---------- FRAGMENT DOKUMENTU ----------

Rok: 2008

  • „Uwaga! Z kwasem idę”

    No i nadszedł te dzień, w którym Roch mógł działać na polu elektronicznym. Najpierw jednak największa przyjemność jaką można sobie wyobrazić, czyli rower. Roch standardowo pojechał na Repty i Dolomity, by tam obmyślać, jakoś na rowerze najlepiej się myśli, plan na dzisiejsze popołudnie. Z Dolomitów Roch podjechał jeszcze do zaprzyjaźnionego sklepu rowerowego Adventure i już mógł wracać do domu.

    W domu Roch tradycyjnie już rozpuścił co miał rozpuścić, przykleił co miał przykleić i w końcu okazało się, że rozmazało się i pupa blada. Drugie podejście podobne – się rozmazało. W końcu Roch, trzymając w palcach ostatni rysunek, podśpiewywał sobie \”It\’s not that simple, It\’s never that simple\”. W końcu położył i przyprasował.

----------

**TWOJE ZADANIE:**
Kontynuuj wpis z 2008 roku o Rochu, który po przejażdżce rowerowej zajmuje się elektroniką, zaczynając zaraz po jego ostatnim zdaniu.

---------- ZBIÓR DANYCH ----------

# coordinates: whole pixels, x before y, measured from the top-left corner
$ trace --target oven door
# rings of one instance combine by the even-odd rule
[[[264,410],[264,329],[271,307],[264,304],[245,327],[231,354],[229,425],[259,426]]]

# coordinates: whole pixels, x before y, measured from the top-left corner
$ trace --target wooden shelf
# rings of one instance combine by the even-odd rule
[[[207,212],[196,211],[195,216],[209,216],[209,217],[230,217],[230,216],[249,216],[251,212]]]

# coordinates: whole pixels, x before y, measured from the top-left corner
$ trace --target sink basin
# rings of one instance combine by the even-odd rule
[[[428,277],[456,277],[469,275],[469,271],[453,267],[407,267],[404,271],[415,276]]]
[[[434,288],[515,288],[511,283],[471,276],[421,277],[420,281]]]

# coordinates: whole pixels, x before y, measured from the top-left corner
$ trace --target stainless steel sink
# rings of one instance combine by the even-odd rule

----------
---------- ZBIÓR DANYCH ----------

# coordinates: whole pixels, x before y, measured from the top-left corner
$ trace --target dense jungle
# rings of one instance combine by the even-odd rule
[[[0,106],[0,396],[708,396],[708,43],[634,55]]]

----------
---------- ZBIÓR DANYCH ----------

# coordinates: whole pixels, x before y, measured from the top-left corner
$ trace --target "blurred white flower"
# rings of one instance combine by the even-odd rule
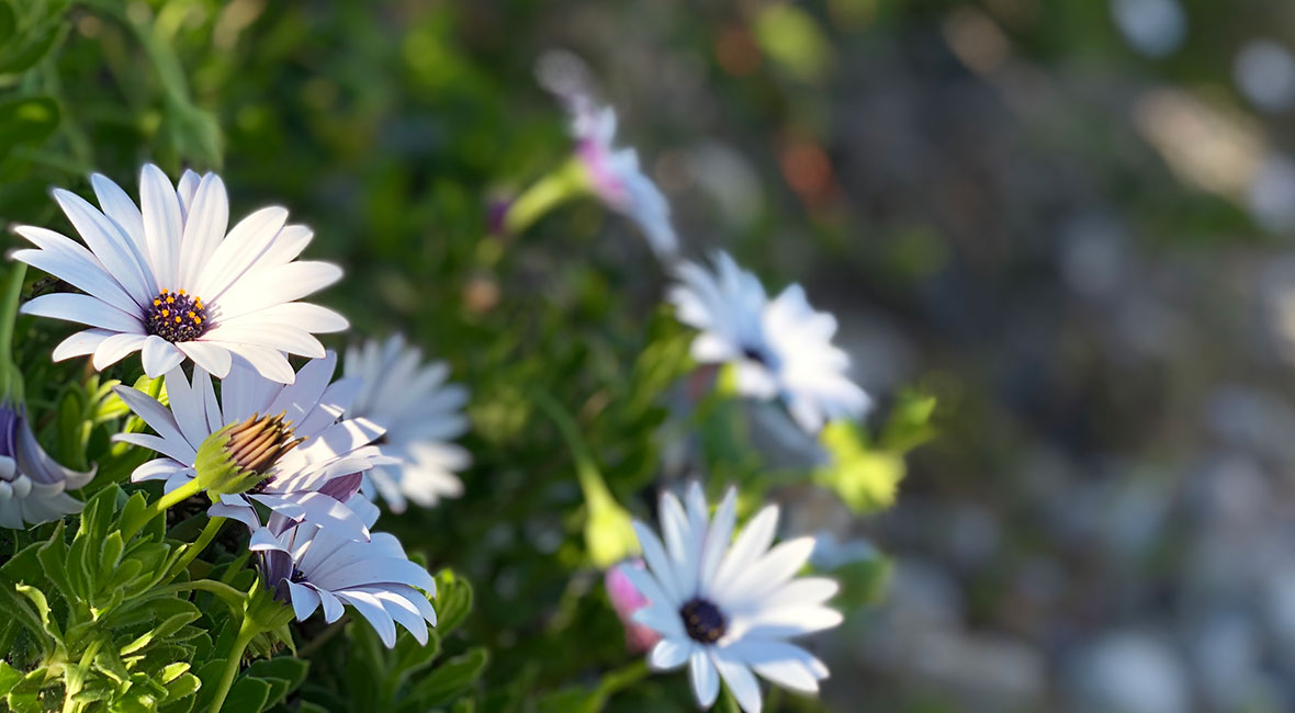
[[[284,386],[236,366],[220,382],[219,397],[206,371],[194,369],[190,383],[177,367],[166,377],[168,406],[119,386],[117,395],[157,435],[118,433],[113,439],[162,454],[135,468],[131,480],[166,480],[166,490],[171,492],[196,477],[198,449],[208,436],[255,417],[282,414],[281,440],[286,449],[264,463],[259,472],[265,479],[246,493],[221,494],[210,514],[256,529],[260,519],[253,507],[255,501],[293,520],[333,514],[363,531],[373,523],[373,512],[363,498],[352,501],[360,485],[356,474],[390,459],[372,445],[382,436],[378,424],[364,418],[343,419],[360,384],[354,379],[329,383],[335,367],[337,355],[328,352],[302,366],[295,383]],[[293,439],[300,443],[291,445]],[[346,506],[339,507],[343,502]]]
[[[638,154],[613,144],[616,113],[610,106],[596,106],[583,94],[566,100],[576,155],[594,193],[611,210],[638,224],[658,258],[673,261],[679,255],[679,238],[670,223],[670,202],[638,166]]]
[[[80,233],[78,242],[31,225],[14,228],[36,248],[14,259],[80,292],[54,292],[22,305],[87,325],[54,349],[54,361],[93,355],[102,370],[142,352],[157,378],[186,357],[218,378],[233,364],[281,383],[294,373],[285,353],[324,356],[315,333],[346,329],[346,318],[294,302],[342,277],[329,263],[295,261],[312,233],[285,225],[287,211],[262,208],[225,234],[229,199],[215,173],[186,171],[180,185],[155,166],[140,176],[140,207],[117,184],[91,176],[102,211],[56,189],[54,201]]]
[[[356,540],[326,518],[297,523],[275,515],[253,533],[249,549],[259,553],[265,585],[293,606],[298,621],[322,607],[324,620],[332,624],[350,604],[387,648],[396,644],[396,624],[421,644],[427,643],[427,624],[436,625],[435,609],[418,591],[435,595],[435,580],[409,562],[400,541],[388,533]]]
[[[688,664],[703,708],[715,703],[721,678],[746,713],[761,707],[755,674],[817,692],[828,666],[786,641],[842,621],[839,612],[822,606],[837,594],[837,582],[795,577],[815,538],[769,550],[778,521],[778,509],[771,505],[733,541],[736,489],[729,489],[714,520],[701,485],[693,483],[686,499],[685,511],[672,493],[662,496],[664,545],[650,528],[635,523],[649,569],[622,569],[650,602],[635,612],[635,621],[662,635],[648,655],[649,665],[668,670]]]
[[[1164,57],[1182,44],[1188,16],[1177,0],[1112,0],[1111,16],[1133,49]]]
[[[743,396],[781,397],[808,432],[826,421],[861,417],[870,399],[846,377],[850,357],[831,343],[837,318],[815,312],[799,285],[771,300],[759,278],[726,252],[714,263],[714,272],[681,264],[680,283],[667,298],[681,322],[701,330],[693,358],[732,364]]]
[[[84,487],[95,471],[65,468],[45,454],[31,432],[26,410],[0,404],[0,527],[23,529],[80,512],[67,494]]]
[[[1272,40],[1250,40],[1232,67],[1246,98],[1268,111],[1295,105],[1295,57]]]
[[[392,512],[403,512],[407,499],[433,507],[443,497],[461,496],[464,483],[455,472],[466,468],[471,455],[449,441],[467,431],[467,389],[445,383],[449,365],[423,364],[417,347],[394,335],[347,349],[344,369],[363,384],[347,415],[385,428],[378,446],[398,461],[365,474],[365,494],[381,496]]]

----------

**WYNIK ZADANIA:**
    Eureka, nie rozmazało się, a więc połowa sukcesu i można zacząć wiercić. Na zdjęciu widać nówkę wiertarkę, deseczkę i kawałek Rochowej ręki. Wiercenie odbyło się bez problemu i po dziesięciu minutach Roch podziwiał dziurki jakie własnoręcznie stworzył.

    Przyszła pora na najfajniejsze w tej całej szopce. Roch rozpuścił nadsiarczan sodu, zabełtał miksturę i wyniósł na klatkę. Wrzucił płytkę i poszedł się umyć. Po chwili, dłuższej, płyta była czysta.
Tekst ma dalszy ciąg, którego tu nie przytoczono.